Copy out all the entries exactly.

* [RECORDS PROVIDED]:
+++

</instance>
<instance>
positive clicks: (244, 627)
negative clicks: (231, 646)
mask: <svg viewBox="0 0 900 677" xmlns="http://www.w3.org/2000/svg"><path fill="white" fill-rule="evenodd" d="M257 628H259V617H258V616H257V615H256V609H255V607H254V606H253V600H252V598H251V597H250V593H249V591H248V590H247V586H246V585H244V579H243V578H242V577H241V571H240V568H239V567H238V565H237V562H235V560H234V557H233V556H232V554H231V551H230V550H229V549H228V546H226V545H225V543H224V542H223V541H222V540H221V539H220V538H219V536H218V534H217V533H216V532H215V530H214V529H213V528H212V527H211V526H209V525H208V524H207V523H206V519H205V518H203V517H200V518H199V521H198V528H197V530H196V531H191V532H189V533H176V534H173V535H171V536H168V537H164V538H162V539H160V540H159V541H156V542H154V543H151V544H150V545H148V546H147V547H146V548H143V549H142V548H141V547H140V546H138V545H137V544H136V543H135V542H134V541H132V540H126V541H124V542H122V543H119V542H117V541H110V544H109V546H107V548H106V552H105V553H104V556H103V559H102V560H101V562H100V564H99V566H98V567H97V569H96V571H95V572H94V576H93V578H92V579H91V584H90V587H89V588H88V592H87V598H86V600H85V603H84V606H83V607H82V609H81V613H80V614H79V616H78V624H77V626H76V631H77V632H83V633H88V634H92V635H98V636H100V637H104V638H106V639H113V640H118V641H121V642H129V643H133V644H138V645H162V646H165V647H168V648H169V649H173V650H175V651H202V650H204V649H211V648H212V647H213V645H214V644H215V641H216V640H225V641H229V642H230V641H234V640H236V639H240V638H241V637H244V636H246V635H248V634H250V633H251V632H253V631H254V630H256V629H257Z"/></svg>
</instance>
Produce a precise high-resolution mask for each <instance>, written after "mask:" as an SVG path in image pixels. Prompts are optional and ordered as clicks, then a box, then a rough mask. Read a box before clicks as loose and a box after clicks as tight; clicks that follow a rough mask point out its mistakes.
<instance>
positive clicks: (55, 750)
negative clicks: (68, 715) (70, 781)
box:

+++

* [ANSWER TO THIS PROBLEM]:
</instance>
<instance>
positive clicks: (244, 627)
negative clicks: (231, 646)
mask: <svg viewBox="0 0 900 677" xmlns="http://www.w3.org/2000/svg"><path fill="white" fill-rule="evenodd" d="M257 628H259V617H258V616H257V615H256V609H255V607H254V606H253V600H252V598H251V597H250V593H249V591H248V590H247V586H246V585H244V579H243V578H242V577H241V571H240V568H239V567H238V565H237V562H235V560H234V557H233V556H232V554H231V551H230V550H229V549H228V546H226V545H225V543H224V542H223V541H222V540H221V539H220V538H219V536H218V534H217V533H216V532H215V530H214V529H213V528H212V527H211V526H209V525H208V524H207V523H206V519H205V518H203V517H200V518H199V521H198V528H197V530H196V531H191V532H189V533H176V534H173V535H171V536H168V537H164V538H162V539H160V540H159V541H156V542H154V543H151V544H150V545H148V546H147V547H146V548H143V549H142V548H141V547H140V546H138V545H137V544H136V543H135V542H134V541H132V540H126V541H124V542H122V543H119V542H117V541H110V544H109V546H107V548H106V552H105V553H104V556H103V559H102V560H101V562H100V564H99V566H98V567H97V569H96V571H95V572H94V576H93V578H92V579H91V584H90V587H89V588H88V592H87V598H86V600H85V603H84V606H83V607H82V609H81V613H80V614H79V616H78V624H77V626H76V631H77V632H83V633H88V634H92V635H98V636H100V637H104V638H106V639H113V640H118V641H121V642H129V643H133V644H138V645H162V646H165V647H168V648H169V649H173V650H175V651H202V650H204V649H211V648H212V647H213V645H214V644H215V641H216V640H225V641H229V642H230V641H234V640H236V639H240V638H241V637H244V636H246V635H248V634H250V633H251V632H253V631H254V630H256V629H257Z"/></svg>
</instance>
Produce a precise high-resolution mask for each <instance>, written after "mask:" as an SVG path in image pixels. Prompts are optional and ordered as clicks, then a box, then a rough mask. Read a box before clicks as loose and a box after clicks as tight; clicks that follow a rough mask point out its mistakes.
<instance>
positive clicks: (55, 750)
negative clicks: (68, 715) (70, 781)
box:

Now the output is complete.